DESCRIPTION OF THE TASK: Skip the images and return the records below exactly.

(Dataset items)
☆ ☆ ☆ ☆
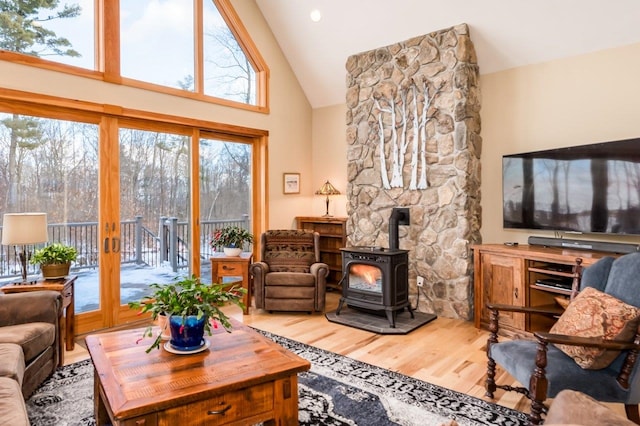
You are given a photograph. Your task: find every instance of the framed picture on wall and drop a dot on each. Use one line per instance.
(291, 183)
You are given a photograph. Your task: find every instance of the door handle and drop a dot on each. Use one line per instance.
(115, 245)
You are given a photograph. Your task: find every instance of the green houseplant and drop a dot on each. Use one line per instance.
(54, 260)
(186, 298)
(231, 237)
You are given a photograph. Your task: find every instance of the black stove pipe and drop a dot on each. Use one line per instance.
(399, 216)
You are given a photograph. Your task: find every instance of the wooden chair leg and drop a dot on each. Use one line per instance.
(632, 413)
(490, 383)
(538, 385)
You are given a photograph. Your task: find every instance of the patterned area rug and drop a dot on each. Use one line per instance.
(336, 391)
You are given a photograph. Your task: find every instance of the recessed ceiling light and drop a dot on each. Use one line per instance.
(315, 15)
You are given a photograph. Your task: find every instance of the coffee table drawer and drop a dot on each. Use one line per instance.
(222, 409)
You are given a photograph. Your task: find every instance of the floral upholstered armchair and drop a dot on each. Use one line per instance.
(592, 348)
(290, 276)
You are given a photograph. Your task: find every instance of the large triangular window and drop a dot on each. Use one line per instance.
(196, 48)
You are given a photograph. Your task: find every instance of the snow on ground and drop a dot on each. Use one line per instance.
(134, 283)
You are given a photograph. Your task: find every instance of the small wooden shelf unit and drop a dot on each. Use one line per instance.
☆ ☆ ☆ ☆
SOLUTION:
You are given a photograph. Your task: find every instance of the framed picture on wall and drop a dot on each. Use one line per instance.
(291, 183)
You are given a photograph. Your task: find every instance of the door handle and drop a dot on each. Use one line per instance.
(115, 245)
You are given a photograph. Your task: find every instance of the green houseplant and drop a dot on each. Use one line per instance.
(54, 260)
(186, 298)
(231, 237)
You are given a photograph. Your task: find every instance of the black stove pipe and drop a dot on each. Use one line per instance.
(399, 216)
You are given a photograph. Your task: find every instance of the wooden chair leg and drop a dot on each. Use one line per instance.
(632, 413)
(490, 383)
(538, 385)
You are given a photograph. Your task: find every instance of the patterned area rug and drop a dot on each. Use one line per instance.
(336, 391)
You are given a photograph. Your task: find every instance of the recessed ceiling light and drop a dot on each. Use one line per instance.
(315, 15)
You are given a photograph. Your task: find every instance of the coffee table drawer and drop a dot on each. Use one line per instance.
(222, 409)
You are given a photograph. Your task: find every instance of the floral upholstered armchair and drop a dot on each. Use one line per instance.
(592, 348)
(290, 276)
You are given a photograph. Your task: find every instance of the large triangular window and drop a dot on each. Use one line per instance.
(196, 48)
You are given a photograph. Your task: find every instance of the snow on ground and drop a dot on each. Use one line per instance.
(134, 283)
You are given a photograph. Your task: find every instance of the small wooden shelf unit and drop a dot on each. Use one line per instance.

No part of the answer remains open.